*WHAT YOU ARE ASKED TO DO:*
Transcribe each record exactly. Include every one.
▶
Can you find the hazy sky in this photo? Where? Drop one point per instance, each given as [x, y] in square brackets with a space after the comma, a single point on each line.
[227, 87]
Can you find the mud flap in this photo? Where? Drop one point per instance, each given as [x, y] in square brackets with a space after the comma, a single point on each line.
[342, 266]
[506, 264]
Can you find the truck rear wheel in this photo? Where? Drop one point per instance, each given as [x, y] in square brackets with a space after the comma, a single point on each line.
◀
*YOUR SOLUTION:*
Can you find the hazy sky in this photo? Where? Drop one point per instance, each given as [x, y] in square brackets with a space after the comma, a single point on each line.
[227, 87]
Can you find the mud flap in this photo? Where? Drop one point per instance, each given as [x, y] in square brackets with a space after the comma, a single point on each line.
[342, 266]
[506, 264]
Can you find the truck rear wheel in this photo? Where? Drop one point per instance, each given as [x, y] in square brackets with a space after the comma, a single point on each line.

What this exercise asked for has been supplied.